Stored entries
# # # # #

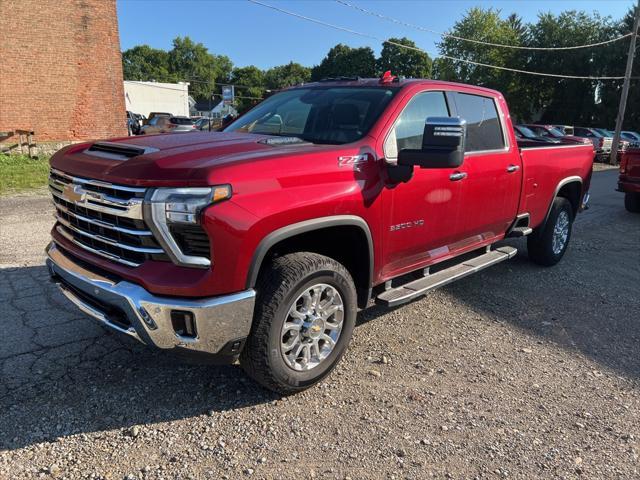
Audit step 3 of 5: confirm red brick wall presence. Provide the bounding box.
[0,0,127,141]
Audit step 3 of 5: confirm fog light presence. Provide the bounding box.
[171,310,197,338]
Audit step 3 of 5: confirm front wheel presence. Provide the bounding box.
[240,252,357,395]
[527,197,573,267]
[624,192,640,213]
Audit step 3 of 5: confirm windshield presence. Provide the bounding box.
[546,127,564,138]
[224,87,398,144]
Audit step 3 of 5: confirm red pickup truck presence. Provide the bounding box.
[47,77,593,393]
[618,146,640,213]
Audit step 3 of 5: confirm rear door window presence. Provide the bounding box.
[455,93,505,152]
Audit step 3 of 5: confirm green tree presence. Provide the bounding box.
[596,8,640,132]
[229,65,265,112]
[527,11,628,128]
[434,8,534,120]
[168,37,233,100]
[376,37,433,78]
[264,62,311,90]
[311,43,376,80]
[122,45,175,82]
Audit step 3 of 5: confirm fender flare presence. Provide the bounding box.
[247,215,374,288]
[540,175,584,228]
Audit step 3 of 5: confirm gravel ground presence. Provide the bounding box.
[0,171,640,479]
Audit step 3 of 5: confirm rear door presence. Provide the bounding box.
[452,92,522,240]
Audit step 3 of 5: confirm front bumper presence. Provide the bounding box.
[46,242,255,357]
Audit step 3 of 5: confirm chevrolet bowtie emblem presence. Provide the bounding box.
[62,184,87,203]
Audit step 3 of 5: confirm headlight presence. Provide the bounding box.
[145,185,231,268]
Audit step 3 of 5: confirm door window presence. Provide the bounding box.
[455,93,505,152]
[384,92,450,163]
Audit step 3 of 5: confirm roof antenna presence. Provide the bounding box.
[380,70,398,83]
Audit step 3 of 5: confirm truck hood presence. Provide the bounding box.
[51,132,341,186]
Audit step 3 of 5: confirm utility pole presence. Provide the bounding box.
[609,0,640,165]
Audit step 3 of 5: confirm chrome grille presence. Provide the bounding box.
[49,169,169,267]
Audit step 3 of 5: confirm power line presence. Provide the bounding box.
[247,0,624,80]
[335,0,633,51]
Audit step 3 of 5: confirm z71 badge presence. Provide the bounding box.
[338,153,369,172]
[389,219,424,232]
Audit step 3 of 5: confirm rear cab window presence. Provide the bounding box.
[453,92,506,153]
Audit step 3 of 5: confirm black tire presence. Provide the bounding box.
[527,197,573,267]
[624,192,640,213]
[240,252,357,395]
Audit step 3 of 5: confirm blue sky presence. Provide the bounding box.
[117,0,635,68]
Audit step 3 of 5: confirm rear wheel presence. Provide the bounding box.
[624,192,640,213]
[527,197,573,266]
[240,252,357,395]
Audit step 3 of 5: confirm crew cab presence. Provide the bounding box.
[618,145,640,213]
[47,75,593,394]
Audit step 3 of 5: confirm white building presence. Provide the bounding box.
[124,80,189,117]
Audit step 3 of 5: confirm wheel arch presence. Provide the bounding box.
[540,175,582,229]
[247,215,374,308]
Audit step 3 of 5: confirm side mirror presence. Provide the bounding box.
[398,117,467,168]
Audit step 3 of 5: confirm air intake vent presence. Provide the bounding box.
[87,142,158,160]
[170,224,211,260]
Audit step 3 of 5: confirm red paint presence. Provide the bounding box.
[51,79,593,296]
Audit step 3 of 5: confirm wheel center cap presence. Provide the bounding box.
[307,318,324,338]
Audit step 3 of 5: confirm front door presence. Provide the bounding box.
[452,93,522,242]
[382,91,464,278]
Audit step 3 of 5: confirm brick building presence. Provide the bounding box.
[0,0,127,142]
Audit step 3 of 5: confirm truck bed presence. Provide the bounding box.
[518,144,595,228]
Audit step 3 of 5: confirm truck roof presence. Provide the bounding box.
[283,77,502,97]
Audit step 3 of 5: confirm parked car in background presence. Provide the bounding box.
[524,124,591,144]
[127,110,142,135]
[573,127,613,161]
[513,125,560,144]
[145,112,173,125]
[621,130,640,147]
[47,76,593,394]
[196,117,220,131]
[141,116,196,135]
[618,147,640,213]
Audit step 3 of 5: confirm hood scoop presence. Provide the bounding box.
[84,142,158,160]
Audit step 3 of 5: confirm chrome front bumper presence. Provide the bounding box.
[46,242,255,355]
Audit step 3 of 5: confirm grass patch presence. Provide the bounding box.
[0,153,49,195]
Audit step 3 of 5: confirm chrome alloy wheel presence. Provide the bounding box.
[551,210,569,255]
[280,283,344,371]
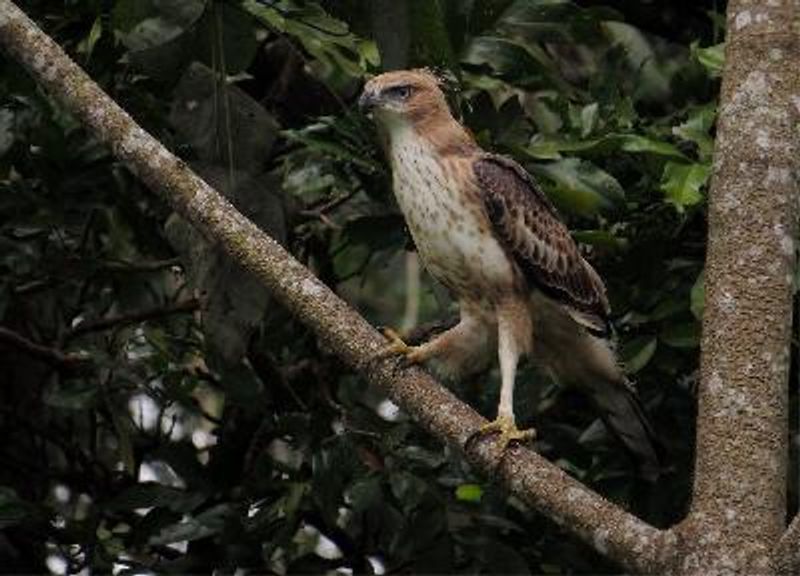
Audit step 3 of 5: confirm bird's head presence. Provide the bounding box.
[358,69,450,124]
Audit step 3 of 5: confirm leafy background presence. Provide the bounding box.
[0,0,796,574]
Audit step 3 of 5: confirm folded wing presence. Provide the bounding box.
[473,154,609,335]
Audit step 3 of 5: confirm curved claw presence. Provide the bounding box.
[377,328,424,364]
[465,415,536,452]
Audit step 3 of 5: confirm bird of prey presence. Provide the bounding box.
[359,69,658,477]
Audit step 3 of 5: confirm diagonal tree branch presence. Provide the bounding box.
[0,326,91,373]
[0,0,676,573]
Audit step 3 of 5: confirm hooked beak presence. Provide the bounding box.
[358,90,380,112]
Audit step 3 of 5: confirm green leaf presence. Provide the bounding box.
[148,504,232,546]
[43,381,97,410]
[0,486,32,530]
[622,336,658,374]
[689,270,706,320]
[612,134,686,159]
[661,162,711,212]
[690,42,725,78]
[525,133,687,160]
[456,484,483,502]
[461,36,550,84]
[77,16,103,61]
[531,158,625,216]
[107,482,207,513]
[672,103,717,161]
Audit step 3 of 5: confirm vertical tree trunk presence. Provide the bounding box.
[678,0,800,574]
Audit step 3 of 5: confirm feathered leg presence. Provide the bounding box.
[468,302,536,450]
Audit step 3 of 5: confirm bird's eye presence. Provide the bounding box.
[386,84,411,100]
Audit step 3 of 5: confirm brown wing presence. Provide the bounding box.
[473,154,609,334]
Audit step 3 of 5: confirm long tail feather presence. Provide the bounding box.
[592,382,663,482]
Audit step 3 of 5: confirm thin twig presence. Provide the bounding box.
[0,326,91,372]
[66,298,200,339]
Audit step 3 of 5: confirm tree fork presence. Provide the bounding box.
[0,0,675,573]
[0,0,800,574]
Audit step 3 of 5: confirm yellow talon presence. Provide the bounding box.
[467,415,536,452]
[378,328,424,364]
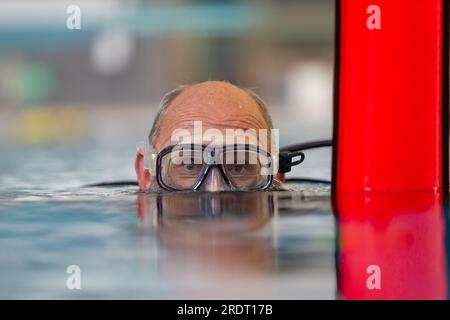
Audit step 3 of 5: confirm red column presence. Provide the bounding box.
[333,0,448,191]
[337,191,447,299]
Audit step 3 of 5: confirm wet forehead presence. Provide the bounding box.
[156,82,268,150]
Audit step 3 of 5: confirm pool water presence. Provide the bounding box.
[0,143,336,299]
[0,142,450,299]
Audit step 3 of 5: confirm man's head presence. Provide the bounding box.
[135,81,273,191]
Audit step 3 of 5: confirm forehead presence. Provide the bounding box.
[156,84,268,149]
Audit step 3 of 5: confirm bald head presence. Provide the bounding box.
[150,81,272,151]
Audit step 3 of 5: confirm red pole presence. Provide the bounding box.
[333,0,449,194]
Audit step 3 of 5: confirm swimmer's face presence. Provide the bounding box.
[135,81,271,191]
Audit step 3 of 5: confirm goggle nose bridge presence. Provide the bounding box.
[193,163,234,191]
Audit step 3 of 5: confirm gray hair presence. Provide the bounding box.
[148,85,273,148]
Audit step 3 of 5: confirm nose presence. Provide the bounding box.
[201,168,230,192]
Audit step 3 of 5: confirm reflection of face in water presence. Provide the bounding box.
[138,192,275,275]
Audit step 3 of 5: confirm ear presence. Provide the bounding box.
[276,172,286,183]
[134,152,152,191]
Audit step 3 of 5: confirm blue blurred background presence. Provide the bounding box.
[0,0,334,187]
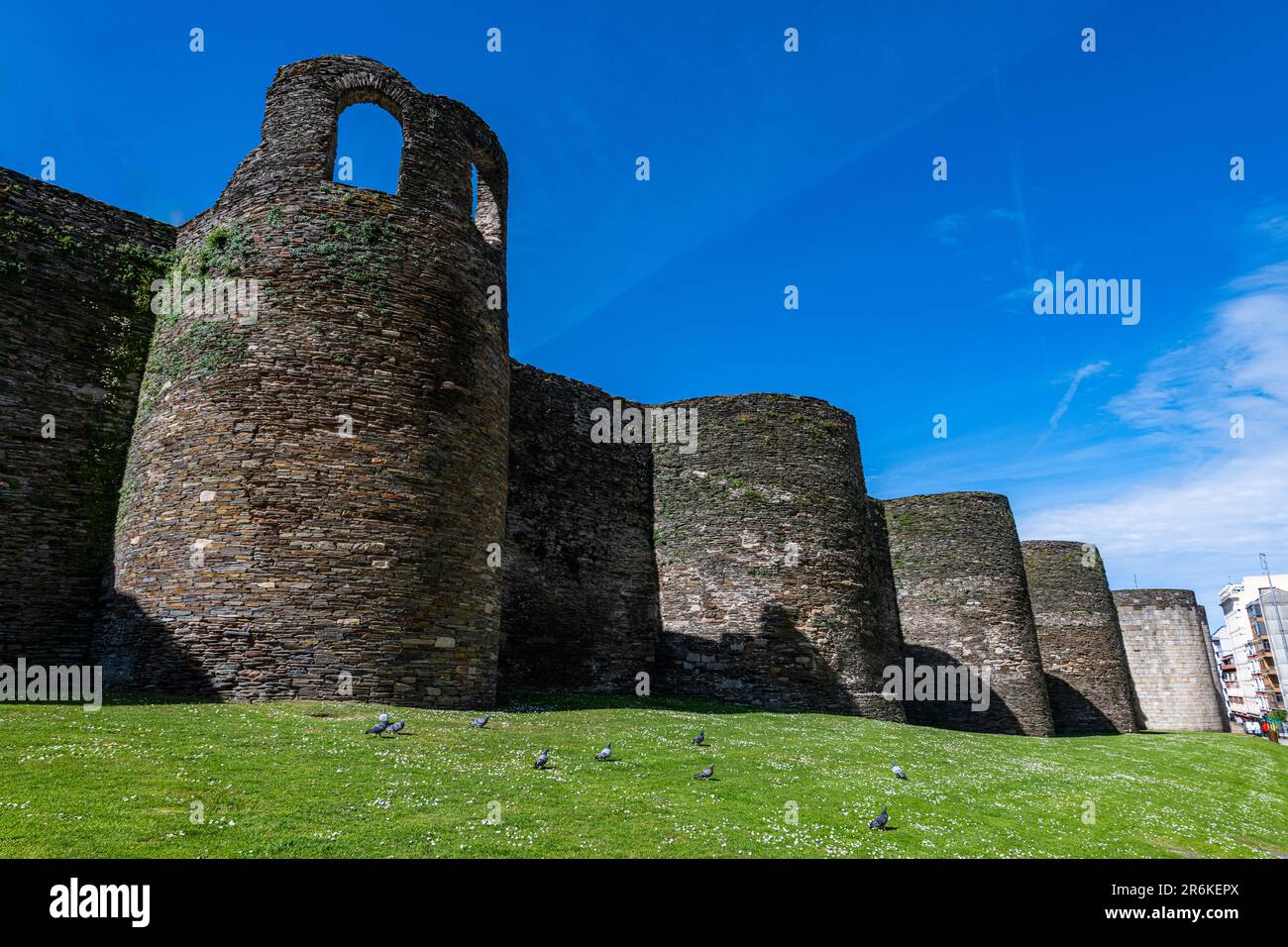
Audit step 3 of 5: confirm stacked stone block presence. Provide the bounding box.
[102,56,510,706]
[0,170,175,665]
[501,362,660,691]
[1115,588,1231,730]
[653,394,903,720]
[884,492,1053,737]
[1020,540,1137,736]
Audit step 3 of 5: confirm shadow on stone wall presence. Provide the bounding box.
[657,601,853,711]
[903,644,1024,736]
[93,590,219,698]
[1046,674,1120,737]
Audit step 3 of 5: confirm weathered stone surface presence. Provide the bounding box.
[501,362,660,690]
[0,168,175,665]
[102,56,510,706]
[1020,540,1137,734]
[883,492,1053,737]
[653,394,903,720]
[1115,588,1231,730]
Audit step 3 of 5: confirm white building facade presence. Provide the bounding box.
[1218,575,1288,734]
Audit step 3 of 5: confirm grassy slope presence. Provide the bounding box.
[0,697,1288,857]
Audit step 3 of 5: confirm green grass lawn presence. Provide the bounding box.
[0,697,1288,858]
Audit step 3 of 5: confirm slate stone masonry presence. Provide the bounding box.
[0,168,175,665]
[1115,588,1231,730]
[1020,540,1137,736]
[102,56,510,706]
[653,394,905,720]
[883,492,1053,737]
[0,56,1226,733]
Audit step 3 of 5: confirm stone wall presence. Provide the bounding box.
[100,56,510,706]
[1020,540,1137,736]
[0,170,175,664]
[501,362,660,690]
[884,492,1053,737]
[653,394,903,720]
[1115,588,1231,730]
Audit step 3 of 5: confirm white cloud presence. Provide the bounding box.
[1033,362,1109,451]
[1020,264,1288,617]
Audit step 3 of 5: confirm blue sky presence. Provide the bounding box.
[0,0,1288,625]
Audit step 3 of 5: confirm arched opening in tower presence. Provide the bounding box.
[331,102,403,194]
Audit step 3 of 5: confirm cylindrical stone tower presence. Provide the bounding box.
[883,492,1053,737]
[100,56,510,706]
[1115,588,1231,730]
[1020,540,1136,736]
[653,394,905,720]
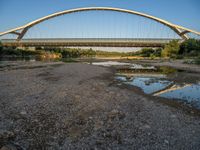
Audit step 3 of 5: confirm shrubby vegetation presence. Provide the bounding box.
[161,40,180,58]
[0,39,200,63]
[135,48,162,58]
[179,39,200,57]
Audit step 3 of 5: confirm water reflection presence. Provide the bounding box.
[116,65,200,109]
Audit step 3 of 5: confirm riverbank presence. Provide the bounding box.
[0,62,200,149]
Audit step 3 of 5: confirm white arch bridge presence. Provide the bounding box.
[0,7,200,47]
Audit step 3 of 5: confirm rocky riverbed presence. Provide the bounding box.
[0,62,200,150]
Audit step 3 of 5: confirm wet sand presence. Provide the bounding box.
[0,62,200,150]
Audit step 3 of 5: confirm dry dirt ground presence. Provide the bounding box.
[0,62,200,150]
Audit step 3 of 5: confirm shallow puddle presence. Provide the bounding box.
[108,61,200,109]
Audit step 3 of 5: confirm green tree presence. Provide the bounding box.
[179,39,200,56]
[161,40,180,58]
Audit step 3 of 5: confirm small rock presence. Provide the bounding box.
[164,139,169,144]
[20,111,27,115]
[0,145,17,150]
[0,130,15,139]
[171,115,176,118]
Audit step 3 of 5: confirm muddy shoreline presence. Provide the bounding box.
[0,62,200,149]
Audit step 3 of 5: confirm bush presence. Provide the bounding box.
[161,40,180,58]
[139,48,162,58]
[179,39,200,56]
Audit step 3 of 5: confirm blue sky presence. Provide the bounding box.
[0,0,200,37]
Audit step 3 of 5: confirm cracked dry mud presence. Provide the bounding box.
[0,62,200,150]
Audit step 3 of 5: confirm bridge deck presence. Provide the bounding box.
[1,38,180,47]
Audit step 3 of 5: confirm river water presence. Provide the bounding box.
[0,58,200,109]
[93,61,200,109]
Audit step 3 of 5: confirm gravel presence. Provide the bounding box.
[0,62,200,150]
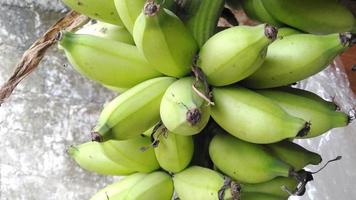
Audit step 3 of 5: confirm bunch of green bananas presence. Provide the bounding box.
[59,0,356,200]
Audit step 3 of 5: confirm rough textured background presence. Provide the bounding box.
[0,0,356,200]
[0,0,65,11]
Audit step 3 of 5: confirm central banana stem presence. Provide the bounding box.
[340,32,356,47]
[143,1,160,16]
[265,24,278,41]
[186,108,201,126]
[297,122,311,137]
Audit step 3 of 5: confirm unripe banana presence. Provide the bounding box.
[256,89,349,138]
[154,132,194,173]
[280,87,339,111]
[211,86,310,144]
[277,27,302,39]
[173,166,298,200]
[114,0,174,34]
[90,173,147,200]
[133,1,198,77]
[92,77,175,141]
[267,140,322,171]
[125,171,173,200]
[59,32,161,88]
[173,166,231,200]
[241,177,298,200]
[75,20,135,45]
[198,24,277,86]
[68,142,135,175]
[261,0,355,34]
[102,136,159,172]
[242,0,283,27]
[209,134,293,183]
[180,0,225,47]
[240,192,288,200]
[103,85,129,94]
[63,0,123,26]
[225,0,242,10]
[243,33,355,88]
[160,77,210,135]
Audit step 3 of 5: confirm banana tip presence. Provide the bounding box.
[265,24,278,40]
[340,32,356,47]
[187,108,201,126]
[143,1,160,16]
[91,132,103,142]
[297,122,311,137]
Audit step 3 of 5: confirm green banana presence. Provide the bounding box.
[63,0,123,26]
[198,24,277,86]
[173,166,231,200]
[241,177,298,199]
[160,77,210,135]
[261,0,355,34]
[125,171,173,200]
[90,173,147,200]
[92,77,175,141]
[68,142,135,175]
[240,193,288,200]
[133,1,198,77]
[59,32,161,88]
[276,87,339,111]
[101,136,159,172]
[256,89,349,138]
[154,131,194,173]
[211,86,310,144]
[243,33,355,88]
[103,85,129,94]
[267,140,322,171]
[277,27,302,39]
[75,20,135,45]
[225,0,242,10]
[209,134,294,183]
[173,166,305,200]
[114,0,174,34]
[180,0,225,47]
[242,0,283,27]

# # # # #

The exercise:
Lay out the entries above as a two-column CSV with the columns "instruction" and "response", one row per entry, from the start of the entries up to and including the line with "[46,242,255,357]". Put each field in quotation marks, replace line breaks with spaces, and leave out the pictures.

Expected output:
instruction,response
"Audit step 3 of 5: confirm red brick wall presence. Provide the bounding box.","[0,0,127,141]"
"Audit step 3 of 5: confirm fog light presence. Provide the bounding box.","[171,310,197,338]"
"Audit step 3 of 5: confirm front wheel presence. Provide the bounding box.","[240,252,357,395] [527,197,573,267] [624,192,640,213]"
"Audit step 3 of 5: confirm windshield presence. Provide the bounding box.","[546,127,564,138] [224,87,398,144]"
"Audit step 3 of 5: confirm red pickup truck presence. Provide the bounding box.","[47,77,593,393] [618,146,640,213]"
"Audit step 3 of 5: confirm rear door window presence. Provide the bounding box.","[455,93,505,152]"
"Audit step 3 of 5: confirm green tree presence. Provide the bounding box.","[596,8,640,132] [229,65,265,112] [527,11,628,128] [434,8,534,120] [168,37,233,100] [376,37,433,78] [264,62,311,90] [311,43,376,80] [122,45,175,82]"
"Audit step 3 of 5: confirm fender flare presence. Provide the bounding box.","[247,215,374,288] [540,175,584,228]"
"Audit step 3 of 5: confirm gravel ground presence. Provide the bounding box.","[0,171,640,479]"
"Audit step 3 of 5: confirm rear door presence. Provide the bounding box.","[452,92,522,240]"
"Audit step 3 of 5: confirm front bumper presence. Provide the bounding box.","[46,242,255,357]"